→ ページ抜粋:
^^^^^^^^^^^^^^^^

昨年、クロエのクリエイティブ・ディレクターに就任したナターシャが、お気に入りの写真や品物を公開。彼女の美意識を刺激するインスピレーションソースとは

BY ALICE NEWELL-HANSON, TRANSLATED BY CHIHARU ITAGAKI

 昨年9月にクロエのクリエイティブ・ディレクターに着任したナターシャ・ラムゼイ=レヴィ。38歳の彼女の美意識は、今までいろいろな意味で謎に包まれていた。パリ出身のナターシャは、このフランスのファッションブランドに来る前、バレンシアガで、続いてルイ・ヴィトンで、師匠ニコラ・ジェスキエールの右腕として15年間働いてきた。ニコラは、大衆的なタッチを加えて創作することを教えてくれたという。2002年にインターンとしてバレンシアガに加わったとき、ニコラが古典絵画にもマライア・キャリーの曲にも等しく情熱を注ぐのを見て、強い印象を受けた。昨年秋に彼女が送り出したのは、大胆でセクシーなコレクション。70年代風のビタミンカラーやアースカラー、小花模様のついた西部開拓時代風のドレス、シャープなAラインミニスカートやデニム、重いメタルのついた気楽なコンバットブーツ。それは、ナターシャがクールなフレンチ・ガールとは何かを深く理解している(個人的にも会得している)ことを証明した。

^^^^^^^^^^^^^^^^

→ データ記録:

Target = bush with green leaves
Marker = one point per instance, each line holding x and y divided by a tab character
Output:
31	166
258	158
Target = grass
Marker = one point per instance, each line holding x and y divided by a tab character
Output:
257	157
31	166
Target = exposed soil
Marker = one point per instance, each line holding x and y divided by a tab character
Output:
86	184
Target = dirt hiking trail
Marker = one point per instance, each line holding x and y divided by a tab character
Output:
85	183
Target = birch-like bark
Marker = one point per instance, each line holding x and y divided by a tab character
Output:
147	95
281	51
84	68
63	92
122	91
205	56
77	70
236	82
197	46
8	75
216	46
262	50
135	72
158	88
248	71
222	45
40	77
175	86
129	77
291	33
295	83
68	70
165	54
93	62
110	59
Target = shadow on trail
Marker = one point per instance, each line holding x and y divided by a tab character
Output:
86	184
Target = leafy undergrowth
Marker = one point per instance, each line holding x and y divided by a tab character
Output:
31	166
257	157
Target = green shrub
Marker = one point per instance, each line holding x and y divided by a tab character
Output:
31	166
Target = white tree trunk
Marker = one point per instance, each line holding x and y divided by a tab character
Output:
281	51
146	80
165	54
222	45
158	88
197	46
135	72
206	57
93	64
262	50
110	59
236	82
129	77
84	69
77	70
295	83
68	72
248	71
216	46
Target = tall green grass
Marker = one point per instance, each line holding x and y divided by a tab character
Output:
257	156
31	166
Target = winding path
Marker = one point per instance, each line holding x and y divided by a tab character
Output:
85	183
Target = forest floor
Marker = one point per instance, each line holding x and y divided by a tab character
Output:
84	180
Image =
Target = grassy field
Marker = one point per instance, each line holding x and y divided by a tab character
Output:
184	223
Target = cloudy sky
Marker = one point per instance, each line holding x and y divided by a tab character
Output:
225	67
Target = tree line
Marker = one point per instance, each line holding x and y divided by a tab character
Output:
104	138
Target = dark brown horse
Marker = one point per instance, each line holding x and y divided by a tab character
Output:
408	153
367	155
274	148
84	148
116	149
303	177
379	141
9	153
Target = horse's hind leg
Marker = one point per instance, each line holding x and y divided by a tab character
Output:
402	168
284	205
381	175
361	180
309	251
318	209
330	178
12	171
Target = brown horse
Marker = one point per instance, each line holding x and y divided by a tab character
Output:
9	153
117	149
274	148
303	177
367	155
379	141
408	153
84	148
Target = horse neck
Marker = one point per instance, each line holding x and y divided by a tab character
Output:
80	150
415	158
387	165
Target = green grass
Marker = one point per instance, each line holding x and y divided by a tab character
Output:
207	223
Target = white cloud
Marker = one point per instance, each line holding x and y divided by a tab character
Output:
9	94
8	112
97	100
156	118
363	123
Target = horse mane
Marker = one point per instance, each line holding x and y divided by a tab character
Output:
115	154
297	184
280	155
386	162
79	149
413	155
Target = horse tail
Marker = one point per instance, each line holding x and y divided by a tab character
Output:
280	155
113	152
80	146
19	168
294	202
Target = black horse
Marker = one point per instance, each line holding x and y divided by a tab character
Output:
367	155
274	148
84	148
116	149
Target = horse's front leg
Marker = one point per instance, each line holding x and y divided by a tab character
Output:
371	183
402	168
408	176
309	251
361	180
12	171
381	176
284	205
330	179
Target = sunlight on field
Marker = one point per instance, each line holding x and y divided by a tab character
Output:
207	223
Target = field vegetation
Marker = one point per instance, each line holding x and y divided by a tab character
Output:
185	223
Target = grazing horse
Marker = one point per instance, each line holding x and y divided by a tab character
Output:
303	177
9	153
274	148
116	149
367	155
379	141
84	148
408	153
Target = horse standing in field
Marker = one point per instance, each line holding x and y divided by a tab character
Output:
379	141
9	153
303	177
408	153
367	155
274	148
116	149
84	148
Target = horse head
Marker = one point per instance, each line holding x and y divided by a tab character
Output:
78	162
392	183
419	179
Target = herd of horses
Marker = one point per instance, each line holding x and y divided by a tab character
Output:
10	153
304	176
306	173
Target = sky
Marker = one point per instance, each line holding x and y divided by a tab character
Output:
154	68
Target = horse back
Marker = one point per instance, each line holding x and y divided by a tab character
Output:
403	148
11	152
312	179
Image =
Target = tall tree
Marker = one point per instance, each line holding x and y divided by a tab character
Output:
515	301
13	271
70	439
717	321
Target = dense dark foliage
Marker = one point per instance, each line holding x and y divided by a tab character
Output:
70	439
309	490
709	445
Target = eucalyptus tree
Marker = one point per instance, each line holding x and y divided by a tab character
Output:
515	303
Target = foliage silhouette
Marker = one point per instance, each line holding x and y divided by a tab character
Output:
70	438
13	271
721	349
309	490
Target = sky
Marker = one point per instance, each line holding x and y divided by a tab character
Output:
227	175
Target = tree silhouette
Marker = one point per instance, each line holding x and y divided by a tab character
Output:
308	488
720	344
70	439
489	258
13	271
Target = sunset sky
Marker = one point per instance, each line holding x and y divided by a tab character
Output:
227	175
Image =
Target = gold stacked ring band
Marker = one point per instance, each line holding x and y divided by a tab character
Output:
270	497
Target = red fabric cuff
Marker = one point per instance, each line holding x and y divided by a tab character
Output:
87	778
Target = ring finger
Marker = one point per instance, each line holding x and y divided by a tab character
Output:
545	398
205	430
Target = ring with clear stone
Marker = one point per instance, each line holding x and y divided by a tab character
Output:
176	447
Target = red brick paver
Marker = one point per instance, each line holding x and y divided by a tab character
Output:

^^^^^^^^^^^^^^^^

→ やること: ページ抜粋によると、ナターシャ・ラムゼイ=レヴィがインターンとしてバレンシアガに加わったのは何年か。

→ 出力結果: 2002年。